Exercise 1: Retype the passage of the article on building resilience between "By Tonya Wright" and "by each speaker.", inclusive.
Exercise 2: Extend the article on building resilience, beginning right after its final sentence.

How to build resilience when we lack the right words

By Tonya Wright

This article is part of a series inspired by the Design and Disaster event held by DIA QLD in April this year. To promote discussion and collaboration, the DIA assembled a panel of designers, strategists, and researchers experienced in disaster and resilience building. Each panellist shared their experience of rebuilding post disaster and the need to build resilience pre-emptively into design, if we are going to thrive in a landscape that experiences disasters continuously. These articles aim to go deeper and expand on the important and timely topics raised during the event by each speaker.

 

jelenko

Jelenko Dragisic, a Collaboration Strategist and Disaster Resilience Planner, and founder of the Global Resilience Collaborative think-tank and ROADMENDER consultancy, spoke on the vital role strategy plays in building resilience when confronted with never-ending disasters.

Jelenko recognises that “ultimately resilience in respect to business is always a matter of strategy.” Businesses need to move away from conventional approaches and focus on strategy that integrates resilience, collaboration, and disruption management. They need to find a strategic answer that includes re-examination, discovery, as well as crafting new competitive advantage. “One possible starting point could be to ground our thinking in the apparent value that design offers to society,” says Jelenko.

“Design is inevitably informed by language and user experience,” notes Jelenko. However, user experience is often connected to needs which are not always easy to communicate, especially if the language around our needs is not well developed. Jelenko reminds us that “resilience as a concept emerged 400 years ago but it did not bear any relation to human psychological needs as we understand them today.”

For instance, resilience to a nineteenth century ship builder wholly encompassed the quality of materials, such as steel and timber, and their capacity to recoil after pressure. Jelenko believes we can take this historical idea as a metaphor for the concept of resilience today. “The language of resilience is rapidly evolving and very much in response to a scenario where disruption, be it by design or system failure, is the predominant environment.”

Information:
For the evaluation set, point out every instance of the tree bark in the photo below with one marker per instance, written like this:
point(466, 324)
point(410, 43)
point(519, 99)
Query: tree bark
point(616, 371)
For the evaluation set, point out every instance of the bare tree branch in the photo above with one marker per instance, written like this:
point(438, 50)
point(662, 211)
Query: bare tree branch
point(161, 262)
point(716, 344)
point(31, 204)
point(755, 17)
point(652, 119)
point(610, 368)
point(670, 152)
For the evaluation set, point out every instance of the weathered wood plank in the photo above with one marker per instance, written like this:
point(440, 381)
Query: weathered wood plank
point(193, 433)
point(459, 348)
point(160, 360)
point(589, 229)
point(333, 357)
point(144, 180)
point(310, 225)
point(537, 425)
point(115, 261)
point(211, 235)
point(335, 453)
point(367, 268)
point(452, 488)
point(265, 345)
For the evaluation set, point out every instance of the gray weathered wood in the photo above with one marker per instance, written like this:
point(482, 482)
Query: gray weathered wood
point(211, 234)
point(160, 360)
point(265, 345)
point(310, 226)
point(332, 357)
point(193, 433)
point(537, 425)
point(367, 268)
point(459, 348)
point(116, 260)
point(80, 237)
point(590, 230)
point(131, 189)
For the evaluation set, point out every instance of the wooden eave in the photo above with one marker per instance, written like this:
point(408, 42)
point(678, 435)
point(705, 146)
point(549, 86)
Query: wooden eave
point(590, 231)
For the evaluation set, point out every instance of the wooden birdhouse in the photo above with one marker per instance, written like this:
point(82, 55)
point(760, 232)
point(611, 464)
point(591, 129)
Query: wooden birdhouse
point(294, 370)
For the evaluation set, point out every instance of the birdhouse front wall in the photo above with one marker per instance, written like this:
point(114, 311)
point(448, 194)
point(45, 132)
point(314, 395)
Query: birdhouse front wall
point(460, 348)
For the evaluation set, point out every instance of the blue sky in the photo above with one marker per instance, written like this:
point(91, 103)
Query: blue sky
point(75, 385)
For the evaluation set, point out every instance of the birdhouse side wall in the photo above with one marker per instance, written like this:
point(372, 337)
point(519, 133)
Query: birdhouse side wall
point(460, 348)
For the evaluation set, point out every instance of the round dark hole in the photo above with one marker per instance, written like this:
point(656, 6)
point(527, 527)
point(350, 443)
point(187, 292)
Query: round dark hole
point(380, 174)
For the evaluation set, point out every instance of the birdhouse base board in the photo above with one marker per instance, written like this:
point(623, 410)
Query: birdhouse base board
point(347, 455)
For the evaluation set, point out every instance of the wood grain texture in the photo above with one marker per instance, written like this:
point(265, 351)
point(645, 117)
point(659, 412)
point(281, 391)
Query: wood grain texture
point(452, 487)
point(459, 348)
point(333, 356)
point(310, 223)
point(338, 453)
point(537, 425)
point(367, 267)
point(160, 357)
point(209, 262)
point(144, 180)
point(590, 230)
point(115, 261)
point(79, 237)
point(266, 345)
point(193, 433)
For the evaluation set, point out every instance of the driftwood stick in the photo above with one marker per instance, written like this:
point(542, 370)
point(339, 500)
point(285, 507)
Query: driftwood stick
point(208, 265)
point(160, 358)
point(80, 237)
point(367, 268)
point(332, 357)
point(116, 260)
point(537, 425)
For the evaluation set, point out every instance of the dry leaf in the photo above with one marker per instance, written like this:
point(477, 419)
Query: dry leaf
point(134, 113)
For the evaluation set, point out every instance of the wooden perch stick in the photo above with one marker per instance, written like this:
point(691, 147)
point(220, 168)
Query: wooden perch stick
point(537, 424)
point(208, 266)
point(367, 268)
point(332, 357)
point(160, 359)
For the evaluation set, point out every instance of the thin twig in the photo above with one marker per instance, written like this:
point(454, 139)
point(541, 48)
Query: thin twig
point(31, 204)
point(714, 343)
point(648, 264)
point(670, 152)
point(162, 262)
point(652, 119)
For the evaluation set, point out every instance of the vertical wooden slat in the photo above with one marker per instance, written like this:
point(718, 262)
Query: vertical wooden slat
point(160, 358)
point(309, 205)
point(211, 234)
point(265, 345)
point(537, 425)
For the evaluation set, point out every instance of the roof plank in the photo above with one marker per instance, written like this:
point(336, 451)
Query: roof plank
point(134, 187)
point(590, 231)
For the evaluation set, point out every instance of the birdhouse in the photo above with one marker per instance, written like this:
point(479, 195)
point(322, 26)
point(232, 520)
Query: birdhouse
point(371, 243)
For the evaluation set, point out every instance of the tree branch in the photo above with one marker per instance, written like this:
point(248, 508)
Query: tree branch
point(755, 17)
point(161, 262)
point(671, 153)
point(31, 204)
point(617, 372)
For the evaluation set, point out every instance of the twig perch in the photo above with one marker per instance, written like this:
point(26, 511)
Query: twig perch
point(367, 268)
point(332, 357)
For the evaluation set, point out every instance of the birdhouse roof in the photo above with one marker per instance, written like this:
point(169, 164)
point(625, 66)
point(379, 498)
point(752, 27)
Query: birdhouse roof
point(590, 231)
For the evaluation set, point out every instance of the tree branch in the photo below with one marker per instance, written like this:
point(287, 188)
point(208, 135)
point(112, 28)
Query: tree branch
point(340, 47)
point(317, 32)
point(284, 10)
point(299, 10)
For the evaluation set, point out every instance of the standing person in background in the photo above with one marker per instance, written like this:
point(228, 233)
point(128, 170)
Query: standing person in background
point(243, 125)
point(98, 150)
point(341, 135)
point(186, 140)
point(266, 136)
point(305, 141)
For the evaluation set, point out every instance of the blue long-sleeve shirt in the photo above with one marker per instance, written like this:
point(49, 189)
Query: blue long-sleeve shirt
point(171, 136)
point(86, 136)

Exercise result 1:
By Tonya Wright

This article is part of a series inspired by the Design and Disaster event held by DIA QLD in April this year. To promote discussion and collaboration, the DIA assembled a panel of designers, strategists, and researchers experienced in disaster and resilience building. Each panellist shared their experience of rebuilding post disaster and the need to build resilience pre-emptively into design, if we are going to thrive in a landscape that experiences disasters continuously. These articles aim to go deeper and expand on the important and timely topics raised during the event by each speaker.

Exercise result 2:
According to Jelenko, “clients may not be well equipped to communicate their resilience needs, which simultaneously poses a challenge and opportunity for ‘disruption informed’ design.” So how can we effectively design for resilience when our clients are unable to fully communicate their needs? It is the job of designers to bridge that gap using evidence-based design. As Jelenko says, “the design industry may find its influence more relevant in shaping the experience for its customers in a way that goes beyond responding to explicit and immediate needs. For instance, there is already a well-established and matured degree of evidence indicating what makes individuals, communities, cities, etc resilient.”

But it’s not enough to design for resilience purely on a client basis. It is also up to us as designers, and members of the community, to step up and to use our expertise to inform political policy to help build resilience on a larger scale. Jelenko reminds us that, “equally important would be the capacity to use these insights to engage political processes and influence investment and policies by various levels of government. This could be applied not only to natural disasters but, broadly, to all forms of disruptions including public health emergencies such as the current pandemic.”